▸ EXCERPT TO READ:
- Born: 1908 Blackburn, Lancashire, England
- Died: 1991 (aged 82–83) Worthing, West Sussex, England
- Occupations: Journalist, Poet, Information Officer, Scriptwriter, Editor, Novelist
- Writing career
- Language: English
- Period: 1941–1980
- Genre: Fiction
- Notable work: Captain Cobwebb

= Gordon Boshell =

British writer (1908–1991)

Gordon Boshell (1908–1991) was born in Blackburn, Lancashire and was a journalist and writer. He wrote for the Daily Mail and also worked as a scriptwriter and a feature editor for the BBC.

In 1951 Boshell left Fleet Street to join The World Health Organization as an information officer. During this time he worked in South East Asia and the Western Pacific, as well as in the organisation's headquarters in Geneva. Boshell returned to Britain in 1967 after which he and his wife lived in Wells, Somerset.

Boshell's first published book was "My Pen My Sword" a collection of poetry originally published in the Daily Mail. The book was subtitled "Bee of the Daily Mail" which may have been Boshell's alias. Boshell then published two adult novels ("John Brown's Body", "Dog's Life"). His early works were influenced by the Second World War. For example, his poem "The Aeroplane" was written after watching the Battle of Britain dogfights from the streets of London.

On returning to the UK Boshell began writing children's books, beginning with the "Captain Cobwebb" series for which he is best known. He also wrote a trilogy of books known as "The Secret Guardians" series.

Boshell co-created the "Garth" comic strip with Steve Dowling.

==The Captain Cobwebb Series ==

The front cover art of the Armada Books paperback reprint of Captain Cobwebb and the Red Transistor illustrated by Graham Thompson

The "Captain Cobwebb" books are a series of 11 children's novels written by Gordon Boshell between 1967-1980. The main characters in the book are David & Toby Green, two brothers who live in Dingle Down village, and their Uncle Septimus Cobwebb, "Captain Cobwebb".

▸ REQUIRED TASK 1: Reproduce the stretch of the Gordon Boshell article from "British writer (1908–1991)" through "in Wells, Somerset.", switching "Geneva" to "Copenhagen".
▸ REQUIRED TASK 2: Carry on the Gordon Boshell article from the point where it stops.

▸ GIVEN INFORMATION:
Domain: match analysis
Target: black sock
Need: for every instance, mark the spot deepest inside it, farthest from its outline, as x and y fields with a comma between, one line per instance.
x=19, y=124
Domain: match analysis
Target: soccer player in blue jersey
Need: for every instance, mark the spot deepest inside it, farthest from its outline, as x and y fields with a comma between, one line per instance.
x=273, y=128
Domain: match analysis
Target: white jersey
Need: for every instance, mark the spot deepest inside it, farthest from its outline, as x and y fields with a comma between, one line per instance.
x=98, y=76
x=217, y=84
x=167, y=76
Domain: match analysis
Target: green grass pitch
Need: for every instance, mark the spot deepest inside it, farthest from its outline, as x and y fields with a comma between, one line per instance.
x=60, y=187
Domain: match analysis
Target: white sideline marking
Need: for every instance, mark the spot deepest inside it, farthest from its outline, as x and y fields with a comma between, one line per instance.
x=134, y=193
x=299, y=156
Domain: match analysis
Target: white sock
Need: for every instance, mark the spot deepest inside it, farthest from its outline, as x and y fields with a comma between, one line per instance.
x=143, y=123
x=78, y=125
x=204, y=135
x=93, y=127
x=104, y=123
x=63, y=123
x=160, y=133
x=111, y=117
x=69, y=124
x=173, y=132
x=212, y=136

--

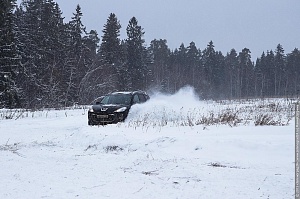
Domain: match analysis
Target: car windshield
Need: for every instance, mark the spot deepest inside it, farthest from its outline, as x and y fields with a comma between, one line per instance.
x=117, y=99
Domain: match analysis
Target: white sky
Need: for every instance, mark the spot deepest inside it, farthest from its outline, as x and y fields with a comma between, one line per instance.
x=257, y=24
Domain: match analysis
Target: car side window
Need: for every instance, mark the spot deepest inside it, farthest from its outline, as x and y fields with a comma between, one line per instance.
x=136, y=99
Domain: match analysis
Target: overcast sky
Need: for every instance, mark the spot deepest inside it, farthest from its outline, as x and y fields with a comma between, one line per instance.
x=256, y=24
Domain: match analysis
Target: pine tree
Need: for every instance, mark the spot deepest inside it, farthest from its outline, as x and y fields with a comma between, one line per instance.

==

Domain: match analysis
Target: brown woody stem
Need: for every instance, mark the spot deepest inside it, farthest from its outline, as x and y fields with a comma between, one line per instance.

▸ RESPONSE 1:
British writer (1908–1991)

Gordon Boshell (1908–1991) was born in Blackburn, Lancashire and was a journalist and writer. He wrote for the Daily Mail and also worked as a scriptwriter and a feature editor for the BBC.

In 1951 Boshell left Fleet Street to join The World Health Organization as an information officer. During this time he worked in South East Asia and the Western Pacific, as well as in the organisation's headquarters in Copenhagen. Boshell returned to Britain in 1967 after which he and his wife lived in Wells, Somerset.

▸ RESPONSE 2:
As a young man, Uncle Septimus decided to spend all night sitting in a fairy ring. As a result, he went off to live with the fairies, becoming invisible. The books usually begin with the boys getting bored, e.g. during a rainy day, or lying ill in bed, and then calling on their Uncle to send them on an adventure, usually in a far-off magical land.

In the first book both the boys and their parents contact Uncle Septimus. The boys' father tells them the story of his brother going off to live with the fairies and how to contact him. By writing a letter to their uncle, burning it to ash and then letting the ashes blow into the wind, they are able to send him a message. The adventure begins immediately. After their first adventure ("Captain Cobwebb") Uncle Septimus rewards the boys with a magical blue spot on their hand which they can touch to request an adventure.

The boys' adventures take them to various magical lands and so the books have a number of different themes e.g. Pirates, Cowboys & Indians. As well as a range of heroic characters, and talking animals, the stories typically include a range of more unusual characters, creatures and situations.

Some examples of characters and creatures in the book include:

- The Refined Gorilla—a talking Gorilla who escaped from London Zoo aided by an aging Admiral. After a career as a sailor the Gorilla becomes king of a city of monkeys
- Captain Morgan—a vicious pirate with a razor sharp metal nose who tortures his captives by pecking them; the villain of "Captain Cobwebb"
- The Puertl-Fowl—a bird that can only lay its eggs after dark, in the footprints of sailors
- Fanty the Elephorse—a cross between a horse and an elephant
- The Ugudugu-djuk—a subterranean hermit who digs his own tunnels underneath the desert
- Hildrok the Outcast—part human, part snake and part bird of prey; the villain of "Captain Cobwebb and the Red Transistor"
- Wurgs—a kind of hovering flat-fish with tentacles, that live in caverns underneath the ground

The books included a number of illustrations. The first two books were originally illustrated by the author, the third by Raymond Fishwick, and the rest by Trevor Stubley. The first five books had paperback reprints by Armada Books with new illustrations by Graham Thompson. Several of the stories included maps, e.g. of Dingle Down or treasure maps. These maps were drawn by Boshell himself.

In total, Boshell wrote 11 books in the Captain Cobwebb series.
1. Captain Cobwebb
2. Captain Cobwebb's Cowboys
3. Captain Cobwebb's Cobra
4. Captain Cobwebb's Adventurers
5. Captain Cobwebb and the Red Transistor
6. Captain Cobwebb and the Crustaks
7. Captain Cobwebb and The Chinese Unicorn
8. Captain Cobwebb and the Mischief Man
9. Captain Cobwebb and the Quogs
10. Captain Cobwebb and The Magic Drops
11. Captain Cobwebb and the Amazing Cloud

==The Secret Guardians Series==
Three non-Captain Cobwebb books published by Target.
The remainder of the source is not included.